Look through the data below for the line with "Target: railway track", and transcribe it exactly together with each line after it up to and including the line with "Annotation task — mark the bush". Give nothing else.

Material supplied: Begin

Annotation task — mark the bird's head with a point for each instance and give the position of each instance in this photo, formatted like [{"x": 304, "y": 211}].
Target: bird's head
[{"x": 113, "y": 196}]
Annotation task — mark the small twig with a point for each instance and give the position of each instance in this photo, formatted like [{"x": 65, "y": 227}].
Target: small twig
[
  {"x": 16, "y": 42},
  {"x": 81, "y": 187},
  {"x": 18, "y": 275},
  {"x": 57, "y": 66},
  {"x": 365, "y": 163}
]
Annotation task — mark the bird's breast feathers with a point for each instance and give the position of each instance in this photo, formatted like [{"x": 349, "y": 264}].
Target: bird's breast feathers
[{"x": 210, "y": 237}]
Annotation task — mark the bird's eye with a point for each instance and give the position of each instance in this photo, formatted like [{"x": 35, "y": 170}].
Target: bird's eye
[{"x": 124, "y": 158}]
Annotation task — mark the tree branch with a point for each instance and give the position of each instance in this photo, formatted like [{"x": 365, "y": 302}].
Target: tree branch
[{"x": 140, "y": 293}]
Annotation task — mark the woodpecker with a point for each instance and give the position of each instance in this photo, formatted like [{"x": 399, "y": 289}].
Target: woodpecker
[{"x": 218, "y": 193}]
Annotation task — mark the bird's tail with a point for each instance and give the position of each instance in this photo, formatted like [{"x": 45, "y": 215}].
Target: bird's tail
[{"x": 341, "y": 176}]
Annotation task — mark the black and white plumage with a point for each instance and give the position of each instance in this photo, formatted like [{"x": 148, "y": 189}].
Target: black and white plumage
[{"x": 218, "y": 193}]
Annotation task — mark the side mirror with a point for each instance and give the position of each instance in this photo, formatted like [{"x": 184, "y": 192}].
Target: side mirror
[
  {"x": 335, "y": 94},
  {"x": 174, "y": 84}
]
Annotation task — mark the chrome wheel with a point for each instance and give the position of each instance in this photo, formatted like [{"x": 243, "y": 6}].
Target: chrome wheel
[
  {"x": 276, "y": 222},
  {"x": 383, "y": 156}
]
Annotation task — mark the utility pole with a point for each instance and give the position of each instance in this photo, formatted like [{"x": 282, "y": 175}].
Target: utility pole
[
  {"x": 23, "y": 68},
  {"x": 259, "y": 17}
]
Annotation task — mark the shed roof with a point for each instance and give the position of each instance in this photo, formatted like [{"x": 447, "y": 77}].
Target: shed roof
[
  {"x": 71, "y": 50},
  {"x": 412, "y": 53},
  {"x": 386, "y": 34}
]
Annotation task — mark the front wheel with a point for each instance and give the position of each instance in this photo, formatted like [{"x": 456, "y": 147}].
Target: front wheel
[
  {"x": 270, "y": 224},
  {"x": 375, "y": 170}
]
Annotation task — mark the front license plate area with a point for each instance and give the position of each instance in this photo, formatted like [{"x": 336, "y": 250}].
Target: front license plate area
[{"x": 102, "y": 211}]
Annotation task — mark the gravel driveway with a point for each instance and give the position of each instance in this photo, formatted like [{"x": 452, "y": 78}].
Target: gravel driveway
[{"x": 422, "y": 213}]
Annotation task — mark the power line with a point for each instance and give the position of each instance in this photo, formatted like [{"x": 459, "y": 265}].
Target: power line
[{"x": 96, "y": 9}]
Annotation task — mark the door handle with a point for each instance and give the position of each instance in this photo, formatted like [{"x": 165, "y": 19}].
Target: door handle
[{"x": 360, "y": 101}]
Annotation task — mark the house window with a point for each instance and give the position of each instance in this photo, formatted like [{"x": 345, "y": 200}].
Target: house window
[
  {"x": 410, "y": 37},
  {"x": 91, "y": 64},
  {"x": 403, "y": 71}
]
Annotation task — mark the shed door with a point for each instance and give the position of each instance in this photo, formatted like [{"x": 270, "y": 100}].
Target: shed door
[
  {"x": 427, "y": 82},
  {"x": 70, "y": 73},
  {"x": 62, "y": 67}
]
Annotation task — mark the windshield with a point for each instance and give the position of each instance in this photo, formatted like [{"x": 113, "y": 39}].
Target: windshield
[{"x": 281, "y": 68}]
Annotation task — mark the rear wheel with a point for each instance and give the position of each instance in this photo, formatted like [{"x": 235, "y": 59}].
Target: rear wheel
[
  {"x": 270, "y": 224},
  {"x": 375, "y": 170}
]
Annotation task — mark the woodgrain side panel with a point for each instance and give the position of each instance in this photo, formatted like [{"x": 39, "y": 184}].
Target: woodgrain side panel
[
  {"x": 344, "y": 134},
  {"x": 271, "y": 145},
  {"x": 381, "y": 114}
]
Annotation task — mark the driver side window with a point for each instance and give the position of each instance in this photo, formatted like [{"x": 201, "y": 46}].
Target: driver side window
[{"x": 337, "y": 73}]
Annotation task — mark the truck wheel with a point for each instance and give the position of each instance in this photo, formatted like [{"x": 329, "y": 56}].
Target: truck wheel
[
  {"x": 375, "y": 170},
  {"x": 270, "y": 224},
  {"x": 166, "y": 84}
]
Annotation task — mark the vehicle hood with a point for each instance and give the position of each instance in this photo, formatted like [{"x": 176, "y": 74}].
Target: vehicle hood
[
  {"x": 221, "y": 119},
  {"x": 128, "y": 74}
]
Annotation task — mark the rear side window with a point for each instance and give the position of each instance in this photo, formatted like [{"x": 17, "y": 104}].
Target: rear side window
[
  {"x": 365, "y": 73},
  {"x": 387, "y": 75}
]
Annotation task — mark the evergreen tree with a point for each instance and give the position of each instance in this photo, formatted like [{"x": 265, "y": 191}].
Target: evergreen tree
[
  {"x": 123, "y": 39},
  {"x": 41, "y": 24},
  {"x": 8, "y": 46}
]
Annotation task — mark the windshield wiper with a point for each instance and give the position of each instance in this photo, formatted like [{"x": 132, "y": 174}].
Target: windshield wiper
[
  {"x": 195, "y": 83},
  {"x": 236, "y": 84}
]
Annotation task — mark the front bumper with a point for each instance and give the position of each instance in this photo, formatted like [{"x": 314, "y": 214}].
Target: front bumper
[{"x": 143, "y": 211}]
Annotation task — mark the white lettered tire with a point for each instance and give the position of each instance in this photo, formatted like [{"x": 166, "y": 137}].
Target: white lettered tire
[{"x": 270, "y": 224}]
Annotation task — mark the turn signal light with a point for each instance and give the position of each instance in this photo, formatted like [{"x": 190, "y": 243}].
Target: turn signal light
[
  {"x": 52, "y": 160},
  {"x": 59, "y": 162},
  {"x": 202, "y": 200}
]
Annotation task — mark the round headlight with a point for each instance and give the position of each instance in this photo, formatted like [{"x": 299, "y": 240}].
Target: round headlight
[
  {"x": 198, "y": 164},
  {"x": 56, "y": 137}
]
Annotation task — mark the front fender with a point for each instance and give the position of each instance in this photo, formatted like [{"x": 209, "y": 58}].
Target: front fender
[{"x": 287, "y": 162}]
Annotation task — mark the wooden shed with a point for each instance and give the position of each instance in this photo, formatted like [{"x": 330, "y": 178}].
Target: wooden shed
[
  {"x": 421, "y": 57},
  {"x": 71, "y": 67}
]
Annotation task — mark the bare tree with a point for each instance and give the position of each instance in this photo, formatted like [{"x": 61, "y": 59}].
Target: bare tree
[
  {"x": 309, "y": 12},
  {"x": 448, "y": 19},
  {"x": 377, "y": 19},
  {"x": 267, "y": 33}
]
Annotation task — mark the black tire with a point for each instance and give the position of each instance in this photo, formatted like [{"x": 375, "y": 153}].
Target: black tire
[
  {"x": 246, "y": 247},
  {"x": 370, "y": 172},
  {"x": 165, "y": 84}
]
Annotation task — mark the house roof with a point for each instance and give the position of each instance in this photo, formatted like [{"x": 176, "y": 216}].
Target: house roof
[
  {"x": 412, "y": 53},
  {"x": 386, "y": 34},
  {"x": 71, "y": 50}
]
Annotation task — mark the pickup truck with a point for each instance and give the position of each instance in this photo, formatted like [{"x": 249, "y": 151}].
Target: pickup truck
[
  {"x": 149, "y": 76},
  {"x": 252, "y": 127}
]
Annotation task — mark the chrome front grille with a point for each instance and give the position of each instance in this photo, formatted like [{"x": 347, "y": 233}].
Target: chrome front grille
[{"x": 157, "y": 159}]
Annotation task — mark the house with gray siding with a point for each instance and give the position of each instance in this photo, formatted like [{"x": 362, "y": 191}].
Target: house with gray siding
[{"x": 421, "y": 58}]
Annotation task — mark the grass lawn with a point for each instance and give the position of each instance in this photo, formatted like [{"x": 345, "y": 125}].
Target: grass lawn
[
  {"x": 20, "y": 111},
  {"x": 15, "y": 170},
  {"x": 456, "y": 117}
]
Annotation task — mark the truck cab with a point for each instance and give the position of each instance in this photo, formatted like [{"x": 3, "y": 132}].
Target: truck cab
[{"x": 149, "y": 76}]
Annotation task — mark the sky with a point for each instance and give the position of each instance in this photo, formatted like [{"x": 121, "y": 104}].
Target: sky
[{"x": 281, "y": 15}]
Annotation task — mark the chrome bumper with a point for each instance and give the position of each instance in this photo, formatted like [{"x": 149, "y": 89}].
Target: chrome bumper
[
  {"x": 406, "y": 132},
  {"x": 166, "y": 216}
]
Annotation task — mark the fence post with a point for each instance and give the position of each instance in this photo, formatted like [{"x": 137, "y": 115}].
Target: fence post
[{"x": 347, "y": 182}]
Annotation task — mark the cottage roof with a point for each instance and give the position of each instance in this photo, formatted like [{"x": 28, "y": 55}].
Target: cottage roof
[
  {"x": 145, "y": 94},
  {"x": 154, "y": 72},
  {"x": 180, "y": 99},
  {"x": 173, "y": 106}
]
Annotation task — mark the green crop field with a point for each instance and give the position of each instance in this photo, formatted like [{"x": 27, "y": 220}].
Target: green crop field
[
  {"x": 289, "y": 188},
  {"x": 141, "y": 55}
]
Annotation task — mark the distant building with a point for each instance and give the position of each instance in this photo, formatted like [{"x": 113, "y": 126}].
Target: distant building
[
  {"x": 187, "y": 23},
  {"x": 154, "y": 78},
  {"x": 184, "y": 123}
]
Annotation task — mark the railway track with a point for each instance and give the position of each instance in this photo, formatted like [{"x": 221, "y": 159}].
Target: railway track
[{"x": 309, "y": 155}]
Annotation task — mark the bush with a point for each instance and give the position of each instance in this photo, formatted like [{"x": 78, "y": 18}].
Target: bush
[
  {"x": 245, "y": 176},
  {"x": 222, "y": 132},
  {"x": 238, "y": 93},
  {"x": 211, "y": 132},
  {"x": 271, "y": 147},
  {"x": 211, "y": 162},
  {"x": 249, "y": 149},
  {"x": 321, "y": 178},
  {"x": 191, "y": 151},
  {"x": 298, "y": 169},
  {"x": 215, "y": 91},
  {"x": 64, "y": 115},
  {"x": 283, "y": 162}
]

Material supplied: End

* Response
Target: railway track
[{"x": 309, "y": 155}]
Annotation task — mark the bush with a point for each instance and give the position of each instance in this photo, formatted like [{"x": 78, "y": 18}].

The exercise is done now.